PASSAGE:
## Start

Ask HN: Where to start coding up a drawing app? - DoreenMichele
See my comment below for details.
======
DoreenMichele
I'm trying to figure out where to start with coding up a drawing app because I
can't find one that does what I want. I can kind of brute force it in
Autodesk's SketchBook. I'd like a thing that does what I want more
conveniently and better. It appears to not exist. I've spent some time
looking.

I've found one video for creating a drawing app in JavaScript:
[https://youtu.be/0MkcQpXXlFM](https://youtu.be/0MkcQpXXlFM)

I've repeatedly had Python recommended to me over the years as the first
programming language I should learn. I'm happy to pursue JavaScript instead or
another language if that would serve this goal better.

I've discovered MIT App Inventor and they do have drawing app tutorials. I
completed the first Doodle app tutorial and synced it to my phone and tried
the working demo on my phone.

If my app idea does what I want and does it well, I think I could sell it. In
theory, MIT app inventor allows for that. In practice, it seems unlikely to me
that this is really viable.

## End

WHAT IS ASKED:
Rewrite everything in the drawing app post above from "I've discovered MIT" down to "is really viable.", swapping "phone" for "tablet".

DATA SECTION:
## Start

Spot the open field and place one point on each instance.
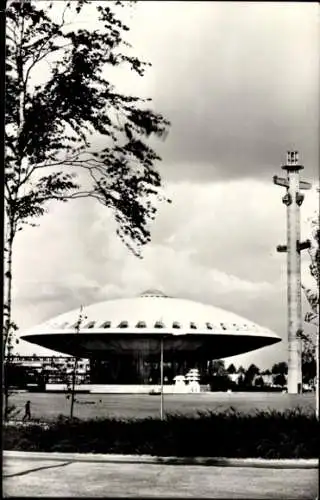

## End

ANSWER IN FULL:
I've discovered MIT App Inventor and they do have drawing app tutorials. I
completed the first Doodle app tutorial and synced it to my tablet and tried
the working demo on my tablet.

If my app idea does what I want and does it well, I think I could sell it. In
theory, MIT app inventor allows for that. In practice, it seems unlikely to me
that this is really viable.